Work to be completed:
Pick out every line in the material below that contains the string "slide", treating uppercase and lowercase as different, and copy each of those lines.

* start Given records *

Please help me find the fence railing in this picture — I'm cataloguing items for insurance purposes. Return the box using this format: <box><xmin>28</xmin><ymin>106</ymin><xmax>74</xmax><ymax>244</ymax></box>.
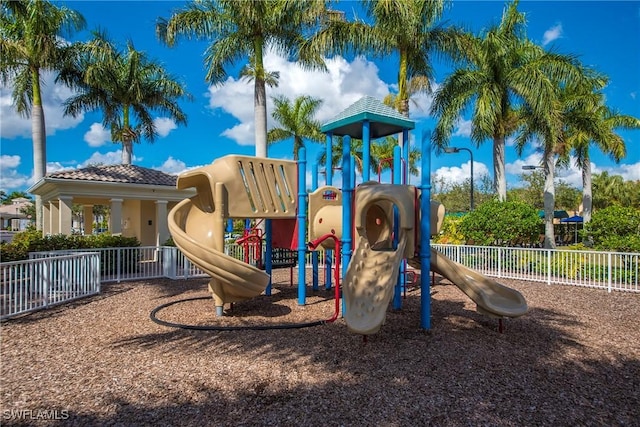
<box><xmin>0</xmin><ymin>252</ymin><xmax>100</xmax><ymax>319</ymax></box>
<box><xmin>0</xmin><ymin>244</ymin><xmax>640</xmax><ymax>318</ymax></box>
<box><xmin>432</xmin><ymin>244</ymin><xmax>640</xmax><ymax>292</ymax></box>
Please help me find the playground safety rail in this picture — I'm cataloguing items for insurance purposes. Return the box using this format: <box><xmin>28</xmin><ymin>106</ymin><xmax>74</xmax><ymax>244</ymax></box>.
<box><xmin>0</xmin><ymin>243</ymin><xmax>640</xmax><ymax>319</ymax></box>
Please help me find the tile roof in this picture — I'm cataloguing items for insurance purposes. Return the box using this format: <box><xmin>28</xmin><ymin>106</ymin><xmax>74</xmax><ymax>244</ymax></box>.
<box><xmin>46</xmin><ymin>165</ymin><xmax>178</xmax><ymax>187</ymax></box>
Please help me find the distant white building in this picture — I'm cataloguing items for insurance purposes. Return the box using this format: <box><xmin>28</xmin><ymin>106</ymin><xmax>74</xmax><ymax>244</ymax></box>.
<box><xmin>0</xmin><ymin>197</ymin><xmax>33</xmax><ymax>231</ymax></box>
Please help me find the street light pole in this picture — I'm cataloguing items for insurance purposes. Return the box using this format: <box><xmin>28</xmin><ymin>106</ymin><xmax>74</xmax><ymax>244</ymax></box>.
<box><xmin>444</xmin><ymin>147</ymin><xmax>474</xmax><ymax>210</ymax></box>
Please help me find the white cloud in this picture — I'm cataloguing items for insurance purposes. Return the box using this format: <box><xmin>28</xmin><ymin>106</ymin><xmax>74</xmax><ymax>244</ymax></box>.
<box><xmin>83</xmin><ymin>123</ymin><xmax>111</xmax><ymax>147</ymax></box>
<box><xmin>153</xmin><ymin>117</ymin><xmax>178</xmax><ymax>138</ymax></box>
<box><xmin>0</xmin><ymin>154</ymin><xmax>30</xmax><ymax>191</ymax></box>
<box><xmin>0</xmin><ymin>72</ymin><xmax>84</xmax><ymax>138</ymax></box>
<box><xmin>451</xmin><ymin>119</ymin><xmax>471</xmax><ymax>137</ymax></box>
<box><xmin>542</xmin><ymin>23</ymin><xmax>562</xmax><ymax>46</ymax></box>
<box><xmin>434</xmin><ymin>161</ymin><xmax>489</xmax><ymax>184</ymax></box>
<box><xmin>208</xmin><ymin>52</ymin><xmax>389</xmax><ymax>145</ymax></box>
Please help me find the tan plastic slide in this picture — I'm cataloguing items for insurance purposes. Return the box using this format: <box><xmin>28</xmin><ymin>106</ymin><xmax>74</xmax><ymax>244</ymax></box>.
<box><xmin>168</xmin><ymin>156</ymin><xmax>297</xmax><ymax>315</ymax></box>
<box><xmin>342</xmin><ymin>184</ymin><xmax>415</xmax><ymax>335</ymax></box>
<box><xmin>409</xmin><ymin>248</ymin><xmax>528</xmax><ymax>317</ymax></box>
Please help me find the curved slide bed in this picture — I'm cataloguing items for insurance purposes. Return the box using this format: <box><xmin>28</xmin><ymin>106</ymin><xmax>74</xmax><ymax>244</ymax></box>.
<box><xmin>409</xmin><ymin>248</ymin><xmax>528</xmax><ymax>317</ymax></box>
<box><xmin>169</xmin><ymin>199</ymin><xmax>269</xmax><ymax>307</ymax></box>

* end Given records *

Correct response:
Please help me find the tan plastic slide in this picture — I'm cataloguing items for insurance purposes. Return the box using this format: <box><xmin>28</xmin><ymin>106</ymin><xmax>74</xmax><ymax>244</ymax></box>.
Please help me find the curved slide bed in this picture — I'm cataloguing items for insurance purposes. Return the box using this format: <box><xmin>28</xmin><ymin>106</ymin><xmax>74</xmax><ymax>244</ymax></box>.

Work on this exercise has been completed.